■ **TAREFAS A FAZER**:
A – Responda a estas perguntas sobre o trecho que trata da geopolítica da energia:
(i) A crise energética recente veio da alta do preço de qual produto?
(ii) Em que continente essa crise começou?
(iii) Que região, segundo o trecho, ninguém mais lembra?
B – Escreva a continuação do trecho sobre a geopolítica da energia, começando logo depois da última frase.

■ **TRECHO FORNECIDO**:
···
Em pleno século XXI, a geopolítica da energia se renova para continuar a ditar as relações entre os países, seus interesses e as guerras entre eles. A crise energética recente não decorreu de súbita elevação do preço do barril, como nos tempos dos dois choques do petróleo, mas, do preço do gás natural. A crise também não teve início no Meio-Oriente, mas, na Europa; na vizinha Ucrânia e, como resultado, abriu o mercado, antes dominado pelos russos, ao gás não-convencional dos Estados Unidos.
Em 2024, difícil não constatar a ameaça à paz mundial diante da intensidade do conflito na Palestina, do poderio militar israelense e do eventual envolvimento direto do Irã. A energia nuclear e o enriquecimento do urânio são temas centrais numa guerra que ganha dimensões regionais e, cuja extensão, no caso de um ataque às refinarias e centrais petroquímicas iranianas, terá impacto mundial. Se os alvos forem as instalações nucleares, as consequências serão imprevisíveis. E, em meio a tudo isso, ninguém mais lembra do Chifre da África, onde a guerra e a fome continuam a dizimar a população local.
···
(Itens guardados de uma coleção)
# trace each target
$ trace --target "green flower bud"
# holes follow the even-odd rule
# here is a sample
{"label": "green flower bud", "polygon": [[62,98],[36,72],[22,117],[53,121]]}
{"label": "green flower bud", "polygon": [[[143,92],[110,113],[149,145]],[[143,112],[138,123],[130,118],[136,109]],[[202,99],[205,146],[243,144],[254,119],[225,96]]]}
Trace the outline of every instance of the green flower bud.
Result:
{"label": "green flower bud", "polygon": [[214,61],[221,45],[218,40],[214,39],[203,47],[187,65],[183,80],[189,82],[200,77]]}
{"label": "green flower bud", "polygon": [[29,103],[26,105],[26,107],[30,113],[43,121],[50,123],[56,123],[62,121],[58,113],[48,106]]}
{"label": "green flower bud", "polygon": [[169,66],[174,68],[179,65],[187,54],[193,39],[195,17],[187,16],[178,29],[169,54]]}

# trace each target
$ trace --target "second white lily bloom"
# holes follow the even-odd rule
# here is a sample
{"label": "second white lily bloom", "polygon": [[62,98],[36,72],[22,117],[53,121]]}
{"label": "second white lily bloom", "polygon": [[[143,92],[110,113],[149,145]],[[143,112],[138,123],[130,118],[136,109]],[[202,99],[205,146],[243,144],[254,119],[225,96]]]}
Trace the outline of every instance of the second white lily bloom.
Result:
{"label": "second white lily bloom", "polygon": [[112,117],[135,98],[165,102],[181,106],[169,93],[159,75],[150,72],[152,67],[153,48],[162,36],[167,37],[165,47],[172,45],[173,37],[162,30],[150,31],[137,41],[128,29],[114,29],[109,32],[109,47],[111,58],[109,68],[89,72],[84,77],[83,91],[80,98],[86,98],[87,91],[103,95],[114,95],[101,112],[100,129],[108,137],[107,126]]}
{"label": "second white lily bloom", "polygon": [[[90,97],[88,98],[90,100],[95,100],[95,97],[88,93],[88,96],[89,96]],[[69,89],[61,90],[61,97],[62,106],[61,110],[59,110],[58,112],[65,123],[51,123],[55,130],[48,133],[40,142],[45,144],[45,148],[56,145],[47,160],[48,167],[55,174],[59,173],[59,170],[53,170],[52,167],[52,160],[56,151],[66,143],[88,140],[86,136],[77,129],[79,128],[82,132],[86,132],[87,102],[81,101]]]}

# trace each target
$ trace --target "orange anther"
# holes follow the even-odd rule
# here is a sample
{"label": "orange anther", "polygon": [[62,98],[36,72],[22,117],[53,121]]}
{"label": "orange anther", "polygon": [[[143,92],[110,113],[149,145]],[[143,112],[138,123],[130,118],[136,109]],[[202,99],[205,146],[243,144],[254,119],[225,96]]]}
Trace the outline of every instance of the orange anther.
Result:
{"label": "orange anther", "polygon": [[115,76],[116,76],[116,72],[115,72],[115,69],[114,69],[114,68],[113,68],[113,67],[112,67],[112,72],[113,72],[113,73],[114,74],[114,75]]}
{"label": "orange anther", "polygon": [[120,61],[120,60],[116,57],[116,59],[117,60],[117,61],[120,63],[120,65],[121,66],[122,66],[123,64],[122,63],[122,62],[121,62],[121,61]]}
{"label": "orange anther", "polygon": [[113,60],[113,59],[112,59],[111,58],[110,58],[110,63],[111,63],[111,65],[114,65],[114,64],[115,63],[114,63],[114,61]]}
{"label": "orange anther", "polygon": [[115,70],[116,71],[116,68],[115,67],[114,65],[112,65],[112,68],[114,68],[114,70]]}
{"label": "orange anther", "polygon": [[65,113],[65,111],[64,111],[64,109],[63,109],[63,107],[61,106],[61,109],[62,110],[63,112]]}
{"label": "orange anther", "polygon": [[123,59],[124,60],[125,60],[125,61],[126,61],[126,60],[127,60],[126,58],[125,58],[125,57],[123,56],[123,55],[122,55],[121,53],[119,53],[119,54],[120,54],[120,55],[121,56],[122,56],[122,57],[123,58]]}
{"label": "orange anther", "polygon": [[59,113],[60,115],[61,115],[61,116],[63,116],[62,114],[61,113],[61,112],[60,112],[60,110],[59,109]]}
···
■ **RESPOSTAS DO EXERCÍCIO**:
A –
(i) Do gás natural.
(ii) Na Europa, com início na Ucrânia.
(iii) O Chifre da África.

B –
O fracasso das economias avançadas do Atlântico Norte em superar seus desafios (desindustrialização acelerada, pressão migratória e desigualdade crescente, entre outros) já tem identificado o culpado. Diante do retardo acumulado em relação à eletrificação na China, os Estados Unidos e a União Europeia relançaram os programas de política industrial (IRA e RepowerEU) e as tarifas protecionistas contra a importação daquele país. Por sua vez, o Pacto Verde Europeu aposta no hidrogênio e nos biocombustíveis de última geração que, passíveis de apoio financeiro, excluem o álcool de cana-de-açúcar ou de milho, como também o biodiesel brasileiro. Aos futuros países “parceiros”, a Europa propõe políticas escancaradamente neocoloniais.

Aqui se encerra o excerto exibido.